* Data shown:
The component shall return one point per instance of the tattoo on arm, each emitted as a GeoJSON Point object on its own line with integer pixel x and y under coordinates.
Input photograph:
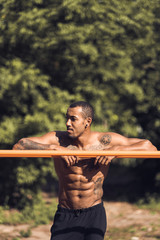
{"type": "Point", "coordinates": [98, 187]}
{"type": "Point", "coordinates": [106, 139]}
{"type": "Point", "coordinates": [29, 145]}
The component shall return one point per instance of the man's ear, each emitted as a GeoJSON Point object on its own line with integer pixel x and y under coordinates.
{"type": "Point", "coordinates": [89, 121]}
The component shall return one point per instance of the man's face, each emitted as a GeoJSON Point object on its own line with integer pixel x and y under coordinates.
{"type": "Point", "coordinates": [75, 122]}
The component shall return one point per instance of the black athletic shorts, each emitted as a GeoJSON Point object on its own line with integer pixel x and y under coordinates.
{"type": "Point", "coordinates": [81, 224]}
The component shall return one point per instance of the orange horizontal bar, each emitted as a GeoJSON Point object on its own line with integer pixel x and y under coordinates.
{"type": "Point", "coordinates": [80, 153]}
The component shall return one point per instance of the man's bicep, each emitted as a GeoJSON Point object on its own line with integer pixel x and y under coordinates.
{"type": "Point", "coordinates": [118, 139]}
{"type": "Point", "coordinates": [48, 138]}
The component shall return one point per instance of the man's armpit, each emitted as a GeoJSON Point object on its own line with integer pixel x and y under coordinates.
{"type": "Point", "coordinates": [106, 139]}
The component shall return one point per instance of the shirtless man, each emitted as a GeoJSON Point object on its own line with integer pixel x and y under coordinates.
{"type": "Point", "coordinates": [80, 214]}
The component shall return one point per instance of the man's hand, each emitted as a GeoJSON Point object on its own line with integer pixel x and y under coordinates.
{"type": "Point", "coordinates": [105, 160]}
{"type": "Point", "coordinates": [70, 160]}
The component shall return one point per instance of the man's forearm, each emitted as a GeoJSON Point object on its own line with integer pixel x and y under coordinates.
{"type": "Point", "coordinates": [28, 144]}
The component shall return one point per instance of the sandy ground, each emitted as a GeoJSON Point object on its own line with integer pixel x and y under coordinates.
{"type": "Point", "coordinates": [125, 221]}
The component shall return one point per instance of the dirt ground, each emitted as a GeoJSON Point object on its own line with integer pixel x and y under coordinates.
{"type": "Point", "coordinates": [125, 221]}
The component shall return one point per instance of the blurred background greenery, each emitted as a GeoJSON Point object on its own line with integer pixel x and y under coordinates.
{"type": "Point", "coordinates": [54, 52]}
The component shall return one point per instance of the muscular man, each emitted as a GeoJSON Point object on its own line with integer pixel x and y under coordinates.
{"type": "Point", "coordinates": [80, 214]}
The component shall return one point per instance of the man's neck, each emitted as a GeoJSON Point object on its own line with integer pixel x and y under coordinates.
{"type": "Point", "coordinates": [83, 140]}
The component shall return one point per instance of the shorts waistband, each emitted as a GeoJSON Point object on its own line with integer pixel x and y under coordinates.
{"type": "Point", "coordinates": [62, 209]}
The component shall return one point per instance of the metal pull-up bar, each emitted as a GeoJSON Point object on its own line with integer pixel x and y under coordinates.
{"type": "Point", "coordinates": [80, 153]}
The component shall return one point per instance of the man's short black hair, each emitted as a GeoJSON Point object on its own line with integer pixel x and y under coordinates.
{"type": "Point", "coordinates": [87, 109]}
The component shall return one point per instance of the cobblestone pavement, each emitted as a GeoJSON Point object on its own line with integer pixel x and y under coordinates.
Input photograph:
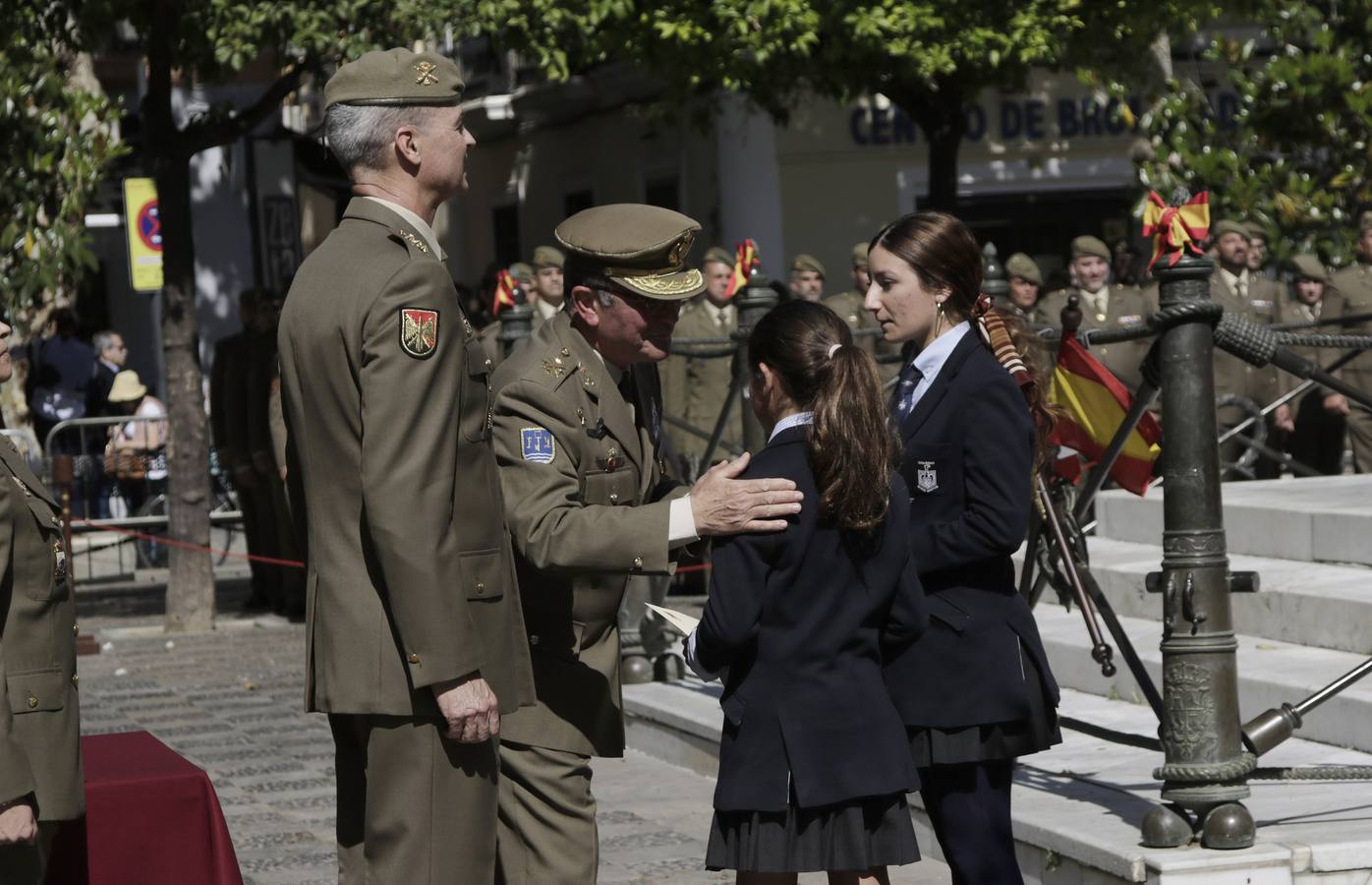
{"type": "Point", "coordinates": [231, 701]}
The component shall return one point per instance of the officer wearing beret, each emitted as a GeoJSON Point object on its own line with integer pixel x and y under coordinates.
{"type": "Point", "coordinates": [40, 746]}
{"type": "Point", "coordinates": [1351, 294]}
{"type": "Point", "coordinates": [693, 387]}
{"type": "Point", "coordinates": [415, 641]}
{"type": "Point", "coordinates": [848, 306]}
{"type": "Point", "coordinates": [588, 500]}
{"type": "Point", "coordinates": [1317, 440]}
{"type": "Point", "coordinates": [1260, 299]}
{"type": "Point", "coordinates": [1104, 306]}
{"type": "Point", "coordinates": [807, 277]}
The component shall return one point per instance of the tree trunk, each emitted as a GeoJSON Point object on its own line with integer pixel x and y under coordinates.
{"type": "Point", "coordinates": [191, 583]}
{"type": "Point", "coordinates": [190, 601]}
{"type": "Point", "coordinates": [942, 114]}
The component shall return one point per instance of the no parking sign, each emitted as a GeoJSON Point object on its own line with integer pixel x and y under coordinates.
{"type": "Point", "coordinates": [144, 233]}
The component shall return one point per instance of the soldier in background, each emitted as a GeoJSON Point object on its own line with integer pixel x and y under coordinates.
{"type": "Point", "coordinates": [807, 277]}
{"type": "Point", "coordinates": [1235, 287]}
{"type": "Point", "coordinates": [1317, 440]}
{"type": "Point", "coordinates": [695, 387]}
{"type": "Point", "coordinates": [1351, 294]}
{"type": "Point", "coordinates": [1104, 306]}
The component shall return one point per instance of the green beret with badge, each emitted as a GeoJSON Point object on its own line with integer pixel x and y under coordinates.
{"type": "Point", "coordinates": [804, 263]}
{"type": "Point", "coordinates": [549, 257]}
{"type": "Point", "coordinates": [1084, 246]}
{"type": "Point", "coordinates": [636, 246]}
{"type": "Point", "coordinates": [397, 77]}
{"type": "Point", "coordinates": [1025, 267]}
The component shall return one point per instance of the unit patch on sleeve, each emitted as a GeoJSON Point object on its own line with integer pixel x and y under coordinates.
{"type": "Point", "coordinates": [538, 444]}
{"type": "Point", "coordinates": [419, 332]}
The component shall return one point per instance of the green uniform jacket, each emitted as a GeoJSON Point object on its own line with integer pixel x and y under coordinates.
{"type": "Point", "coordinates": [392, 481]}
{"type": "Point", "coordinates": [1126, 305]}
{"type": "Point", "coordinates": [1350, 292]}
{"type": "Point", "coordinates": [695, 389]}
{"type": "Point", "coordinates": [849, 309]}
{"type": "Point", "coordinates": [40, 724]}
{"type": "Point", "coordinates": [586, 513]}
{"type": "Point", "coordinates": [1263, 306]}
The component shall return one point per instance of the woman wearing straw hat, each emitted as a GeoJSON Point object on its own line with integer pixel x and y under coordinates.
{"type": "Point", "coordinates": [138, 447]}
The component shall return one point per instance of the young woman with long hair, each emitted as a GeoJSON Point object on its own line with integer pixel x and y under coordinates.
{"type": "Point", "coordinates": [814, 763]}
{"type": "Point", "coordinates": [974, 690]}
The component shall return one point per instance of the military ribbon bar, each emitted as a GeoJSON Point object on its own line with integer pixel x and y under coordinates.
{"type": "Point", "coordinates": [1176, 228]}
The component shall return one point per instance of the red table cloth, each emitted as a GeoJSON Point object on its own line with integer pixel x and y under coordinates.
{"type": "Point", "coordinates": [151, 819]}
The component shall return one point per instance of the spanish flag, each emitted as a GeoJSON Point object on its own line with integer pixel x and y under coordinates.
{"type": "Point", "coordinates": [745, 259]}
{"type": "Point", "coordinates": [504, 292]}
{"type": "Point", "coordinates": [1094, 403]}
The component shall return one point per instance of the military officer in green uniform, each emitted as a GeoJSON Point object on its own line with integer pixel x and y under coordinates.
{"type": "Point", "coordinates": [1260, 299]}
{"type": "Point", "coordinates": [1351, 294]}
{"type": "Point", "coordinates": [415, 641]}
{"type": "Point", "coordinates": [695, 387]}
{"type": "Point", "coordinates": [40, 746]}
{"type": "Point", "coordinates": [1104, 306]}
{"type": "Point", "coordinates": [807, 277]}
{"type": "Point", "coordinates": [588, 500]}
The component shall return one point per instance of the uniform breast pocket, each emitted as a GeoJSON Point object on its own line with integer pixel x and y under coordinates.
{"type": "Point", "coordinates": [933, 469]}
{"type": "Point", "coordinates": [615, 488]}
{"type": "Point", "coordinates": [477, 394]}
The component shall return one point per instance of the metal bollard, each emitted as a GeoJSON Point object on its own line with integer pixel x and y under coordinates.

* Required action: Copy the records above exactly, beginning at the line that contains "the man's short" and stopping after the line that contains "of the cobblestone".

* Solution for this exercise:
The component shall return one point per instance of the man's short black hair, each emitted as a GeoJSON Point object on its own line with integer pixel x and y under coordinates.
{"type": "Point", "coordinates": [87, 109]}
The component shall return one point per instance of the cobblestone pavement, each emitted as a GeoJSON Point object on its own line with integer pixel x and y under coordinates.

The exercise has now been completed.